[begin Items]

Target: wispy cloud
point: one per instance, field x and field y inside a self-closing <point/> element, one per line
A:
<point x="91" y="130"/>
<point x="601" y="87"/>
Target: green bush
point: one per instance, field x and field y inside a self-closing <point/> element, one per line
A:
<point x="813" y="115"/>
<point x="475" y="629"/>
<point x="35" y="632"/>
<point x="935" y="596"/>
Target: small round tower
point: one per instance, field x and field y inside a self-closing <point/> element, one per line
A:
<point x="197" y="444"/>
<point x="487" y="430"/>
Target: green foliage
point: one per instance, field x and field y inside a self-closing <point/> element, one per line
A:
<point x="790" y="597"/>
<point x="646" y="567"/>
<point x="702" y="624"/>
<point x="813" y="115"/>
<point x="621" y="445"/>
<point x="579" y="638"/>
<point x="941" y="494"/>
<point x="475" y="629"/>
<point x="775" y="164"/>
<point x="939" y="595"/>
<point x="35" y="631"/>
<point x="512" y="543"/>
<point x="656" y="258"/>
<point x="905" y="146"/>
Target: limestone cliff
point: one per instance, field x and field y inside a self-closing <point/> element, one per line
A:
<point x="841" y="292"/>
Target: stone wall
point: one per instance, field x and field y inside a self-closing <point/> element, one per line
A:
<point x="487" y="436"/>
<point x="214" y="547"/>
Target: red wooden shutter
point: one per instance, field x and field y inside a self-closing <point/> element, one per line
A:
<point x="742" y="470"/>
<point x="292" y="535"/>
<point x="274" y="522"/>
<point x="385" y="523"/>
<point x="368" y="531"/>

[end Items]

**Prompt**
Reproduce everything from "Target: stone wall" down to the end of the entries, swapping "wooden" for "painted" and leaving all else unchanged.

**Exercise response**
Target: stone wall
point: one per instance, field x and field y inside a self-closing <point/> element, one per line
A:
<point x="487" y="436"/>
<point x="214" y="547"/>
Target: red painted shutter
point: one per instance, field x and field y inside a self-closing <point/> element, one per line
A:
<point x="742" y="470"/>
<point x="292" y="535"/>
<point x="274" y="522"/>
<point x="385" y="523"/>
<point x="368" y="531"/>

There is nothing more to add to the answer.